[Problem details] The records below must be copied out completely and exactly.

Saved entries
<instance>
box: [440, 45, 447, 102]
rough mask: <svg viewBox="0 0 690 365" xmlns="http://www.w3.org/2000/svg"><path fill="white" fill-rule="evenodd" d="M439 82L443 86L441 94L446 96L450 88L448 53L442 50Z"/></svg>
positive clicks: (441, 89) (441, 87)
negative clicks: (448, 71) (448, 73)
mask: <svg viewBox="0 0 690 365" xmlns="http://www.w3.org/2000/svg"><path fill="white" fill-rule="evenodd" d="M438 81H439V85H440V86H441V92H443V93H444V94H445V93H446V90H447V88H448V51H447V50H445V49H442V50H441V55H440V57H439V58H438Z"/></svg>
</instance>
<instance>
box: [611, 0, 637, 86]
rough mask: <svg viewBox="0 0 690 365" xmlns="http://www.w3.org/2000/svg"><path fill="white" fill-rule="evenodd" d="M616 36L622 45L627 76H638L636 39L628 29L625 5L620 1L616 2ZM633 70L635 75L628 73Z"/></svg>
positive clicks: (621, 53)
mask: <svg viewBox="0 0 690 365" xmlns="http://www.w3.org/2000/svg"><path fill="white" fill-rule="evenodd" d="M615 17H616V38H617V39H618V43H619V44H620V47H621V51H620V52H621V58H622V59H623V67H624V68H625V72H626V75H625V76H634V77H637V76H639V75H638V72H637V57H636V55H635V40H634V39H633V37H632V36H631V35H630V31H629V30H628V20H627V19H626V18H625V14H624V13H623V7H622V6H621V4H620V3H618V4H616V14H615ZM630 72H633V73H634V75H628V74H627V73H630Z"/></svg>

[Task output]
<instance>
box: [440, 45, 447, 102]
rough mask: <svg viewBox="0 0 690 365" xmlns="http://www.w3.org/2000/svg"><path fill="white" fill-rule="evenodd" d="M439 82L443 86L441 94L446 96L450 88L448 53L442 50Z"/></svg>
positive clicks: (441, 89) (441, 87)
negative clicks: (448, 71) (448, 73)
mask: <svg viewBox="0 0 690 365" xmlns="http://www.w3.org/2000/svg"><path fill="white" fill-rule="evenodd" d="M438 81H439V85H440V86H441V92H443V93H444V94H445V93H446V90H447V88H448V51H447V50H445V49H442V50H441V55H440V57H439V58H438Z"/></svg>
</instance>
<instance>
box: [611, 0, 637, 86]
rough mask: <svg viewBox="0 0 690 365" xmlns="http://www.w3.org/2000/svg"><path fill="white" fill-rule="evenodd" d="M616 36L622 45L627 76H638L636 39L628 29L625 5L620 1L616 2ZM633 70L635 75L628 73Z"/></svg>
positive clicks: (621, 53)
mask: <svg viewBox="0 0 690 365" xmlns="http://www.w3.org/2000/svg"><path fill="white" fill-rule="evenodd" d="M615 17H616V38H617V39H618V43H619V44H620V47H621V51H620V52H621V58H622V59H623V67H624V68H625V72H626V75H625V76H634V77H637V76H639V75H638V72H637V57H636V55H635V40H634V39H633V37H632V36H631V35H630V31H629V30H628V20H627V19H626V18H625V14H624V13H623V7H622V6H621V4H620V3H618V4H616V14H615ZM630 72H633V73H634V75H628V74H627V73H630Z"/></svg>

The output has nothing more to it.